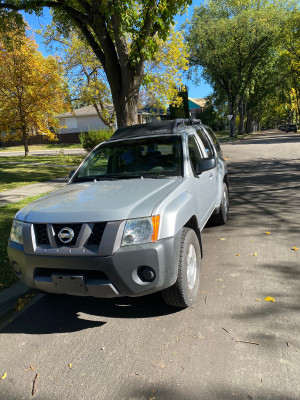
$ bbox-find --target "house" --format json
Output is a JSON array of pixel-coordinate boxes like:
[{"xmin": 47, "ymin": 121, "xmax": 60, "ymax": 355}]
[
  {"xmin": 56, "ymin": 105, "xmax": 163, "ymax": 134},
  {"xmin": 188, "ymin": 97, "xmax": 207, "ymax": 118},
  {"xmin": 56, "ymin": 105, "xmax": 113, "ymax": 134}
]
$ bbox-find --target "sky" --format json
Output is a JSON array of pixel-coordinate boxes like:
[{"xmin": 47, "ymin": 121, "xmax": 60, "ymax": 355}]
[{"xmin": 22, "ymin": 0, "xmax": 212, "ymax": 98}]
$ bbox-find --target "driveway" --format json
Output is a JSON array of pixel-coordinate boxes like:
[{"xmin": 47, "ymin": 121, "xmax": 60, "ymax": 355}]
[{"xmin": 0, "ymin": 133, "xmax": 300, "ymax": 400}]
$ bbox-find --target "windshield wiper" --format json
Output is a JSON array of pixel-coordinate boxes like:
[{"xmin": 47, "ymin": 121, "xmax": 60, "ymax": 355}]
[{"xmin": 95, "ymin": 174, "xmax": 143, "ymax": 181}]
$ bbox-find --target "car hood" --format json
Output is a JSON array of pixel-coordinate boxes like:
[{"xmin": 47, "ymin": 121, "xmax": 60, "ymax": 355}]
[{"xmin": 16, "ymin": 178, "xmax": 182, "ymax": 223}]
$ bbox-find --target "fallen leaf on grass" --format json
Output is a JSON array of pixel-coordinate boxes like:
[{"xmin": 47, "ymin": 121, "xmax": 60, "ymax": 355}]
[
  {"xmin": 14, "ymin": 293, "xmax": 34, "ymax": 311},
  {"xmin": 265, "ymin": 296, "xmax": 275, "ymax": 303}
]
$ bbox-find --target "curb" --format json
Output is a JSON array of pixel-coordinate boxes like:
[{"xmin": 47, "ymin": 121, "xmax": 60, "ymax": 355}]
[{"xmin": 0, "ymin": 281, "xmax": 32, "ymax": 321}]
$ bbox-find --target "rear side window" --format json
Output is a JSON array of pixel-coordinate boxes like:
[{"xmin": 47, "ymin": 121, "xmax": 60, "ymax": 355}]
[
  {"xmin": 205, "ymin": 126, "xmax": 222, "ymax": 156},
  {"xmin": 188, "ymin": 136, "xmax": 203, "ymax": 173},
  {"xmin": 197, "ymin": 129, "xmax": 214, "ymax": 158}
]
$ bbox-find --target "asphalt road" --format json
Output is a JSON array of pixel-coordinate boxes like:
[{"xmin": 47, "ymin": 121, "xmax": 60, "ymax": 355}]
[{"xmin": 0, "ymin": 133, "xmax": 300, "ymax": 400}]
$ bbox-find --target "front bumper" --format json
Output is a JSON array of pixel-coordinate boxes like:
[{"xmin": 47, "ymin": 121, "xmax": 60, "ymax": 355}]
[{"xmin": 8, "ymin": 232, "xmax": 181, "ymax": 298}]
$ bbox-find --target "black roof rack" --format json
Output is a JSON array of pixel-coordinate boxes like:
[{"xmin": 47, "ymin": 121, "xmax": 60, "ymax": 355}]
[{"xmin": 109, "ymin": 118, "xmax": 200, "ymax": 141}]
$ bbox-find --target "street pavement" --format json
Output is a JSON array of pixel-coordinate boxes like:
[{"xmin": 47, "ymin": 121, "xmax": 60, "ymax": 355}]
[{"xmin": 0, "ymin": 133, "xmax": 300, "ymax": 400}]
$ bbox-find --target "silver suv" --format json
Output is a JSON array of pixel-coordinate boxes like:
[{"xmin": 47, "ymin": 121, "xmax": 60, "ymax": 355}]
[{"xmin": 8, "ymin": 119, "xmax": 229, "ymax": 307}]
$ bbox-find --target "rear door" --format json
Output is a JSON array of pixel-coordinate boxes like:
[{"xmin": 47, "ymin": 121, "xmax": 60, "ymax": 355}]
[{"xmin": 188, "ymin": 135, "xmax": 217, "ymax": 229}]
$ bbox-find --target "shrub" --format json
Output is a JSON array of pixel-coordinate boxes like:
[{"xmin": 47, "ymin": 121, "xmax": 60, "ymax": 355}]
[{"xmin": 79, "ymin": 129, "xmax": 113, "ymax": 152}]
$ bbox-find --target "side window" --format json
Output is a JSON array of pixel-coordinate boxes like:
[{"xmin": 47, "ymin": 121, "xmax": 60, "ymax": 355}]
[
  {"xmin": 197, "ymin": 129, "xmax": 214, "ymax": 158},
  {"xmin": 205, "ymin": 126, "xmax": 222, "ymax": 156},
  {"xmin": 188, "ymin": 136, "xmax": 203, "ymax": 172}
]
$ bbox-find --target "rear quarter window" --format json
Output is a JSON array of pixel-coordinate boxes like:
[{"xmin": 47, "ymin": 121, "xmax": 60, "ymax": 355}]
[{"xmin": 205, "ymin": 126, "xmax": 223, "ymax": 157}]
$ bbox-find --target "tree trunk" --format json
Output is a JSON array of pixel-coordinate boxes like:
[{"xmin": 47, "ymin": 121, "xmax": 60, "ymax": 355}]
[
  {"xmin": 238, "ymin": 100, "xmax": 246, "ymax": 135},
  {"xmin": 228, "ymin": 96, "xmax": 237, "ymax": 137},
  {"xmin": 22, "ymin": 130, "xmax": 29, "ymax": 156},
  {"xmin": 110, "ymin": 71, "xmax": 143, "ymax": 128},
  {"xmin": 20, "ymin": 114, "xmax": 29, "ymax": 156},
  {"xmin": 246, "ymin": 108, "xmax": 251, "ymax": 133}
]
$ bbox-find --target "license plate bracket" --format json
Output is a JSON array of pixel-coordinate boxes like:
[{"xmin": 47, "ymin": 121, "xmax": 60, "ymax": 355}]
[{"xmin": 51, "ymin": 274, "xmax": 86, "ymax": 294}]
=-=-=
Pictures are excluded; output everything else in the data verbatim.

$ bbox-find --target "house" --format json
Output is a JSON array of pixel-coordinate boxes like:
[{"xmin": 47, "ymin": 121, "xmax": 60, "ymax": 355}]
[
  {"xmin": 56, "ymin": 105, "xmax": 163, "ymax": 134},
  {"xmin": 188, "ymin": 97, "xmax": 207, "ymax": 118},
  {"xmin": 56, "ymin": 105, "xmax": 113, "ymax": 134}
]
$ bbox-find --target "sky" --format json
Output is a JSON array of pixel-coordinate boxes like:
[{"xmin": 47, "ymin": 121, "xmax": 60, "ymax": 355}]
[{"xmin": 22, "ymin": 0, "xmax": 212, "ymax": 98}]
$ bbox-find --target "driveway" --format json
Output is a JSON array of pixel-coordinate boxes like:
[{"xmin": 47, "ymin": 121, "xmax": 60, "ymax": 355}]
[{"xmin": 0, "ymin": 133, "xmax": 300, "ymax": 400}]
$ bbox-find --target "windshield wiper" --format json
Output is a JSON array of pixel-coordinate boxes like:
[{"xmin": 47, "ymin": 121, "xmax": 60, "ymax": 355}]
[{"xmin": 95, "ymin": 174, "xmax": 143, "ymax": 181}]
$ bbox-find --target "car hood" --format json
Output is a JSON array of pixel-coordinate boxes like:
[{"xmin": 47, "ymin": 121, "xmax": 60, "ymax": 355}]
[{"xmin": 16, "ymin": 178, "xmax": 182, "ymax": 223}]
$ bbox-find --target "fallen leaf on grass" --format json
Output is a JSON array of pixel-coordinate boxes like:
[{"xmin": 47, "ymin": 121, "xmax": 60, "ymax": 355}]
[
  {"xmin": 14, "ymin": 293, "xmax": 34, "ymax": 311},
  {"xmin": 265, "ymin": 296, "xmax": 275, "ymax": 303}
]
$ bbox-find --target "curb" --format json
Output is a JSON array of pixel-coordinate boxes like:
[{"xmin": 47, "ymin": 121, "xmax": 60, "ymax": 355}]
[{"xmin": 0, "ymin": 281, "xmax": 32, "ymax": 321}]
$ bbox-find --target "rear side window" --format json
Output is a JSON array of pixel-coordinate boxes like:
[{"xmin": 47, "ymin": 121, "xmax": 60, "ymax": 355}]
[
  {"xmin": 205, "ymin": 126, "xmax": 222, "ymax": 156},
  {"xmin": 188, "ymin": 136, "xmax": 203, "ymax": 173},
  {"xmin": 197, "ymin": 129, "xmax": 214, "ymax": 158}
]
$ bbox-find --target "asphalt road" --format json
Output is a JSON array of pixel-coordinate boxes like:
[{"xmin": 47, "ymin": 121, "xmax": 60, "ymax": 355}]
[{"xmin": 0, "ymin": 133, "xmax": 300, "ymax": 400}]
$ bbox-find --target "front bumper" --format json
Output is a JSON array of pixel-coordinate boxes like:
[{"xmin": 47, "ymin": 121, "xmax": 60, "ymax": 355}]
[{"xmin": 8, "ymin": 232, "xmax": 181, "ymax": 298}]
$ bbox-find --target "black roof rack" --format json
Output is a JSON array of pixel-coordinate boxes like:
[{"xmin": 47, "ymin": 121, "xmax": 60, "ymax": 355}]
[{"xmin": 109, "ymin": 118, "xmax": 200, "ymax": 141}]
$ bbox-find --target "street pavement" --format json
Output is a JSON array of pixel-coordinate boxes like:
[{"xmin": 47, "ymin": 121, "xmax": 60, "ymax": 355}]
[{"xmin": 0, "ymin": 133, "xmax": 300, "ymax": 400}]
$ bbox-find --target "silver suv" --format json
Output is a JSON array of pixel-coordinate boxes like:
[{"xmin": 47, "ymin": 121, "xmax": 60, "ymax": 355}]
[{"xmin": 8, "ymin": 119, "xmax": 229, "ymax": 307}]
$ bbox-find --target "rear door" --format json
Output is a JSON array of pixel-coordinate boxes like:
[{"xmin": 47, "ymin": 121, "xmax": 60, "ymax": 355}]
[{"xmin": 188, "ymin": 135, "xmax": 217, "ymax": 229}]
$ bbox-find --target "shrub" --format json
Output is a JSON array of pixel-coordinate boxes like:
[{"xmin": 47, "ymin": 121, "xmax": 60, "ymax": 355}]
[{"xmin": 79, "ymin": 129, "xmax": 113, "ymax": 152}]
$ bbox-find --target "side window" --format json
Output is a JSON array of pixel-coordinate boxes like:
[{"xmin": 47, "ymin": 121, "xmax": 60, "ymax": 355}]
[
  {"xmin": 197, "ymin": 129, "xmax": 214, "ymax": 158},
  {"xmin": 205, "ymin": 126, "xmax": 222, "ymax": 156},
  {"xmin": 188, "ymin": 136, "xmax": 203, "ymax": 172}
]
$ bbox-find --target "rear quarter window" --format json
Output is a JSON array of pixel-coordinate boxes like:
[{"xmin": 47, "ymin": 121, "xmax": 60, "ymax": 355}]
[{"xmin": 205, "ymin": 126, "xmax": 223, "ymax": 157}]
$ bbox-find --target "tree trunk" --format json
Output is a JSON array of pixel-coordinate boxes like:
[{"xmin": 47, "ymin": 121, "xmax": 60, "ymax": 355}]
[
  {"xmin": 238, "ymin": 100, "xmax": 246, "ymax": 135},
  {"xmin": 228, "ymin": 96, "xmax": 237, "ymax": 137},
  {"xmin": 22, "ymin": 130, "xmax": 29, "ymax": 156},
  {"xmin": 110, "ymin": 71, "xmax": 143, "ymax": 128},
  {"xmin": 20, "ymin": 114, "xmax": 29, "ymax": 156},
  {"xmin": 246, "ymin": 108, "xmax": 251, "ymax": 133}
]
$ bbox-find --target "license plate bracket" --format json
Output is a JSON array of pixel-coordinate boxes like:
[{"xmin": 47, "ymin": 121, "xmax": 60, "ymax": 355}]
[{"xmin": 51, "ymin": 274, "xmax": 86, "ymax": 294}]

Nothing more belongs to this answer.